Stated task.
Rewrite the lines starting at the one containing "task | point to each instance of the white painted" and ending at the one containing "[(271, 424)]", with "car's" replaced by "vehicle's" and nothing else changed.

[Extracted records]

........

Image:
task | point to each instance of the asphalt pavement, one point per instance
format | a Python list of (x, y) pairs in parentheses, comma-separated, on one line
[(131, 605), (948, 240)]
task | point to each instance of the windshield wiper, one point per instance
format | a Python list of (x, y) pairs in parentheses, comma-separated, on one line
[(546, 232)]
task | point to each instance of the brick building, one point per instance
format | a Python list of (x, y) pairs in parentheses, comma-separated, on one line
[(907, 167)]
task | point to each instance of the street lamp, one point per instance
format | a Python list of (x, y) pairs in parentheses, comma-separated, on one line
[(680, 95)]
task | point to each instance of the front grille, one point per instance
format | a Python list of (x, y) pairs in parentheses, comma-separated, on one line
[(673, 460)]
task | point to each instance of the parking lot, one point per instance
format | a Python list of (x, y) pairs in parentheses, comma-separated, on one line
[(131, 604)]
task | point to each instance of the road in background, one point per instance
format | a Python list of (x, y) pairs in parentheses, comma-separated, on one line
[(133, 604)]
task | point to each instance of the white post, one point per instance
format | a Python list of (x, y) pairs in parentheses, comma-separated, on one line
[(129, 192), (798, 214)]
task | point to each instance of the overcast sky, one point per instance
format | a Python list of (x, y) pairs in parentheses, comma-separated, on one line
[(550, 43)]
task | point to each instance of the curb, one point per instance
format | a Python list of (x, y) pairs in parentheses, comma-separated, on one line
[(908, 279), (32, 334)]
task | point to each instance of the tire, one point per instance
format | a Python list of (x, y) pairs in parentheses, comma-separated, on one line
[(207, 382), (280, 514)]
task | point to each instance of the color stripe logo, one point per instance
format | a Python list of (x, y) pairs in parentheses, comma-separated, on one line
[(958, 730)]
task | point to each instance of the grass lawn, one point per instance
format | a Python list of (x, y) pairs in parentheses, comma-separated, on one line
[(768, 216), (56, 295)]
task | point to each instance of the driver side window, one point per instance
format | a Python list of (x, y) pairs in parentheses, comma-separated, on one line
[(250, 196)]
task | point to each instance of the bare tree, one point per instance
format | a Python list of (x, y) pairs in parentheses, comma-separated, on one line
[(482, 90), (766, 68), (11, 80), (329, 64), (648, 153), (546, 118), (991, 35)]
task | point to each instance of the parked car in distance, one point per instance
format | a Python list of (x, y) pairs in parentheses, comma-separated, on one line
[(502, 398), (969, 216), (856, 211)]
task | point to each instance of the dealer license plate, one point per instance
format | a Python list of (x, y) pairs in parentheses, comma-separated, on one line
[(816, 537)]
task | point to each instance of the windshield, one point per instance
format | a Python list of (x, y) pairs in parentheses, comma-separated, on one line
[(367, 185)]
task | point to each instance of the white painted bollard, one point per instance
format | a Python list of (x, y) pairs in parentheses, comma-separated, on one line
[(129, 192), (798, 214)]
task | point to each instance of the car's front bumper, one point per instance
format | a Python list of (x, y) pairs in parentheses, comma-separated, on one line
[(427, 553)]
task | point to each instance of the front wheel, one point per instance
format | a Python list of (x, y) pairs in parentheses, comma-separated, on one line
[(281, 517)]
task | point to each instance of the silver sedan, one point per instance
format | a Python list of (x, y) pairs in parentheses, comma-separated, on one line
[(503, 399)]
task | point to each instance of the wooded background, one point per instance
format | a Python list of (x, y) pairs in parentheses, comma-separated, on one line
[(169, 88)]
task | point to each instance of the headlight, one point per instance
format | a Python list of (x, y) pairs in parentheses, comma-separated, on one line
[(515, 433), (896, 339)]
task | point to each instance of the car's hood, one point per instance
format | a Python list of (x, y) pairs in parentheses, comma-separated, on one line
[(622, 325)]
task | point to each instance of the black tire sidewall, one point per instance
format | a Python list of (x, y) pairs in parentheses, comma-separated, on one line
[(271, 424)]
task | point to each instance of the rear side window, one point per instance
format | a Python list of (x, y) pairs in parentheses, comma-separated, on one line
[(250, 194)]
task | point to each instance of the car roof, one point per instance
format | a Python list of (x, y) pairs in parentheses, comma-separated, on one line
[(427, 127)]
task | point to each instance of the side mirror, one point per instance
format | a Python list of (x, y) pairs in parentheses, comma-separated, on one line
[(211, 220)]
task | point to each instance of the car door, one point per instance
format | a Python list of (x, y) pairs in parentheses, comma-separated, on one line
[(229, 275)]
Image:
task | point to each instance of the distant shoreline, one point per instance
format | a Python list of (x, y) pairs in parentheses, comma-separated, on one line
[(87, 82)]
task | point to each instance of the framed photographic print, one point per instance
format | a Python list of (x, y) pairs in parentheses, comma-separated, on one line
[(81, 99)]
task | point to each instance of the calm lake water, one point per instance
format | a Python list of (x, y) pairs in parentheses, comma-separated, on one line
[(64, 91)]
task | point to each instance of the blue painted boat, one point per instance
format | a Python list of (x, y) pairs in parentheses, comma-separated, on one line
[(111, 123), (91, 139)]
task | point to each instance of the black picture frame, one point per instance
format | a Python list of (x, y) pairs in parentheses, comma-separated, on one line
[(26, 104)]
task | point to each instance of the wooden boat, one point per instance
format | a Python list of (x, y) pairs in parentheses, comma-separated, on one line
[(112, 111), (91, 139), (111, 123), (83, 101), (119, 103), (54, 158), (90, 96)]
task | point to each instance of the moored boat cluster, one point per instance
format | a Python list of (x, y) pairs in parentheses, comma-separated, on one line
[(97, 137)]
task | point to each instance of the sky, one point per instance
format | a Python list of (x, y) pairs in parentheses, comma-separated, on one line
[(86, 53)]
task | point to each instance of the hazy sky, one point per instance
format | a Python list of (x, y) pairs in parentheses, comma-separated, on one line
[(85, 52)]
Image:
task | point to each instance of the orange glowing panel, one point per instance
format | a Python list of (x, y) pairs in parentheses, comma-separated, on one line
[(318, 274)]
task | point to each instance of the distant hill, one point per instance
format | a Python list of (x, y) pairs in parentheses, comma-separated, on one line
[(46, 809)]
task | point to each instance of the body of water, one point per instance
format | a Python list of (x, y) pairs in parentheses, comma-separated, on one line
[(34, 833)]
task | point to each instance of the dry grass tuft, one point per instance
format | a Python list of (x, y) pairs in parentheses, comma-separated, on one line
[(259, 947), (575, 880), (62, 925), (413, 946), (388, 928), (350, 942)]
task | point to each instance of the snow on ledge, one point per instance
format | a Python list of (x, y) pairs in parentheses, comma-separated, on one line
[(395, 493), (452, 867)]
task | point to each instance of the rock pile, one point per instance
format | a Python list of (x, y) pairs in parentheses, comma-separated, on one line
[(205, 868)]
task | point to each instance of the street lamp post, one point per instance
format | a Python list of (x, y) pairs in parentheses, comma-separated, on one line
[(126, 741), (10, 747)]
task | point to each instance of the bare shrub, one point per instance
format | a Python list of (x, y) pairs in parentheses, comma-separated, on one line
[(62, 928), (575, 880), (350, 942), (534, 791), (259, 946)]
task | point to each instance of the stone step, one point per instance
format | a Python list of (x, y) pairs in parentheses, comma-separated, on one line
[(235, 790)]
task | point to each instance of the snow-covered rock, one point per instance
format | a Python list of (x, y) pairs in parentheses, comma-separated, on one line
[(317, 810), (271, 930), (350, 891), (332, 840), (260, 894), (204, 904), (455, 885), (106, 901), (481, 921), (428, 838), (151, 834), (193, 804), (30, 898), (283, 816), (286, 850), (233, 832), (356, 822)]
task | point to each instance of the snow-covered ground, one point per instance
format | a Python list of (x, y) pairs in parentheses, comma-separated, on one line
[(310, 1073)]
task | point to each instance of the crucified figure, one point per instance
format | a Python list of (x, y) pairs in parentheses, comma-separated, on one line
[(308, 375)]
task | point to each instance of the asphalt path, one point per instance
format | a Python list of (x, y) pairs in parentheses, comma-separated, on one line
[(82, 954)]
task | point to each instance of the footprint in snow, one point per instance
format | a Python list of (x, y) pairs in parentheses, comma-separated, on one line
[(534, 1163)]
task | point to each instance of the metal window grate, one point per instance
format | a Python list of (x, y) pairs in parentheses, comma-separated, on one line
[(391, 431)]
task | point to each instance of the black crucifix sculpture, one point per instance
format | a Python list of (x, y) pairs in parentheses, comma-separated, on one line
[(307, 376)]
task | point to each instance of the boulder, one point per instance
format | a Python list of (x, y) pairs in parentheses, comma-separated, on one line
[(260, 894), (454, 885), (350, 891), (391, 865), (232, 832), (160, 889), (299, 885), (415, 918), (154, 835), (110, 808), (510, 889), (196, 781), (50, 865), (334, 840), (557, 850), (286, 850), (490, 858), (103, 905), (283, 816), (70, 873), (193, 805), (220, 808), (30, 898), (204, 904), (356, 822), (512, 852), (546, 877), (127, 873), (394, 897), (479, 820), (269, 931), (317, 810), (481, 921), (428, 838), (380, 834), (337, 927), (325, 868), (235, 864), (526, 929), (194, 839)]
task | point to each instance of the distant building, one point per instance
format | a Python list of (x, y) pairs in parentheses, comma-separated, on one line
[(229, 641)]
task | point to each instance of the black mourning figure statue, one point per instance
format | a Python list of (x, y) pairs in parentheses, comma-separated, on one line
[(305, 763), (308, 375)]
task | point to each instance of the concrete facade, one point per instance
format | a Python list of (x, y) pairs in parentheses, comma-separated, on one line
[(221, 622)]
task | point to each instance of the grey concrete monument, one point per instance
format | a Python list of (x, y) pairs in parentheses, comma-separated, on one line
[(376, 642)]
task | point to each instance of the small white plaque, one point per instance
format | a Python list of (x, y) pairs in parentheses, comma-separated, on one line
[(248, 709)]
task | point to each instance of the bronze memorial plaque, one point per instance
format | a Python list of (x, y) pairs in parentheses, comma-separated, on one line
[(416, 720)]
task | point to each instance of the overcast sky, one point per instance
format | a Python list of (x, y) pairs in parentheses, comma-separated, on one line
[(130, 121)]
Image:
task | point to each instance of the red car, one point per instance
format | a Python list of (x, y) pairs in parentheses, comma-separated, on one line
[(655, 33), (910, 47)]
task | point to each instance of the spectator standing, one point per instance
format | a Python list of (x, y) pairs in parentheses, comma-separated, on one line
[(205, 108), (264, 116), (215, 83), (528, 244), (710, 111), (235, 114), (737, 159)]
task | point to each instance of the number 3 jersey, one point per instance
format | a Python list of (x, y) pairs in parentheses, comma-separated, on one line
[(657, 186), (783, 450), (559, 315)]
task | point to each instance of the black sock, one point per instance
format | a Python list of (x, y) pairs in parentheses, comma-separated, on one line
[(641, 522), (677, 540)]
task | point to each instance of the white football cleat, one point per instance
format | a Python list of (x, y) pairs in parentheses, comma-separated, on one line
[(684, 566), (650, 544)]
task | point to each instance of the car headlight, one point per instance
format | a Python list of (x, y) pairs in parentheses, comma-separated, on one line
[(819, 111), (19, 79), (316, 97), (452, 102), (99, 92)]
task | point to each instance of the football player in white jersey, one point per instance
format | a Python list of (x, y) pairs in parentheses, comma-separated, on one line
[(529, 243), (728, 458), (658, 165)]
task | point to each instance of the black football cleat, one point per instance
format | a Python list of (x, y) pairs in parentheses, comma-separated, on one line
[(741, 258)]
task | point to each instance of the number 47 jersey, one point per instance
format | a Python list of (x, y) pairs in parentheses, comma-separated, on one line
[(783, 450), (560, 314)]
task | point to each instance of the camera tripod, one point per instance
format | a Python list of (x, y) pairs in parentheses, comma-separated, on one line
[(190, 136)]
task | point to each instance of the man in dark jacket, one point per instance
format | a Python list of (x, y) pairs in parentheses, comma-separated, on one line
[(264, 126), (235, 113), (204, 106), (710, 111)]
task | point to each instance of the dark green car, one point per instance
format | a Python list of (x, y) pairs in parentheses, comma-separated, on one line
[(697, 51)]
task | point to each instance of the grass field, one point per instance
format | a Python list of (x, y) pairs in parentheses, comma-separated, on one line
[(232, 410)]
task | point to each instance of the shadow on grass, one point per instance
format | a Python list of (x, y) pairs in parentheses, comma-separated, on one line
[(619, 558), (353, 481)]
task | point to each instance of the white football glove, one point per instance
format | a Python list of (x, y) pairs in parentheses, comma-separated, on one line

........

The result.
task | point to each instance of the white painted bollard, one point per instance
format | a Python list of (x, y) pairs in parentheses, comma-separated, on one line
[(129, 192), (798, 214)]
task | point to each instance of the vehicle's front bumper, one point per instance
format | a Python list of (x, y) pairs in parentheses, comma-separated, on one line
[(427, 553)]
task | point to each instance of the front wheel, one point per instance
format | a Python list of (x, y) pairs in parentheses, comma-separated, on one line
[(281, 517)]
task | point to each instance of the silver sedan, one point per instance
format | a Python list of (x, y) pairs in parentheses, comma-separated, on one line
[(503, 399)]
task | point to each instance of the wooded background, one point per instance
format | a Python list of (x, y) pairs in parentheses, comma-separated, on one line
[(169, 88)]
task | point to each instance of the headlight, one point per instance
format | a Python list of (x, y) pairs in parentheses, comma-separated, on one line
[(515, 433), (896, 339)]
task | point to each instance of the vehicle's hood, one point per instance
format | a Python list of (x, y) pairs in parentheses, comma-separated, on one line
[(622, 325)]
task | point to each instance of the black tire sidewall, one point per instance
format | a Python list of (x, y) pairs in parentheses, comma-separated, on one line
[(271, 424)]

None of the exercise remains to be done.